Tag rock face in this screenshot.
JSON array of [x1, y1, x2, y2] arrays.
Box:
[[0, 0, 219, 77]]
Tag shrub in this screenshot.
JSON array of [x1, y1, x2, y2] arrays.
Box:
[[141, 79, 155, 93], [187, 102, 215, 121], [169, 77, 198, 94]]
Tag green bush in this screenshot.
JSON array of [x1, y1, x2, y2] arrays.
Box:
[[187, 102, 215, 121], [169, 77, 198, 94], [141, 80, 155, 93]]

+++++

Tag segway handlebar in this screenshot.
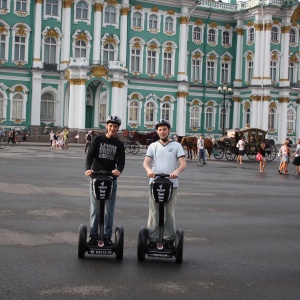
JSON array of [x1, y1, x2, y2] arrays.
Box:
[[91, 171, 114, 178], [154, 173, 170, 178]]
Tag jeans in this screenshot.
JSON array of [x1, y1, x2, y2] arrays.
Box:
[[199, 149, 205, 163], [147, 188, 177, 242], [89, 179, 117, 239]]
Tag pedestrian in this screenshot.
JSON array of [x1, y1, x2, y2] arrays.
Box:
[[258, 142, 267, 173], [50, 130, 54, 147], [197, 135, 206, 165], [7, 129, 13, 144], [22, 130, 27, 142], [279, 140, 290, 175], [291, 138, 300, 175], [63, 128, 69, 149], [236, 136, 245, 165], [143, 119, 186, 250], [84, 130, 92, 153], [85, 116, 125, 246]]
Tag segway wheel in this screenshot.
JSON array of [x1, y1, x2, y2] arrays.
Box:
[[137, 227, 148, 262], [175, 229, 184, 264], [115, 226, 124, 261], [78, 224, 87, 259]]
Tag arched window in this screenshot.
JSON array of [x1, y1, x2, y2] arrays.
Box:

+++++

▸ YOUR ASSIGNMENT
Take every line above that includes the string "segway" and return it.

▸ COMPLETED TASK
Tag segway handlebar in this screenshot.
Tag segway wheel in this screenshot.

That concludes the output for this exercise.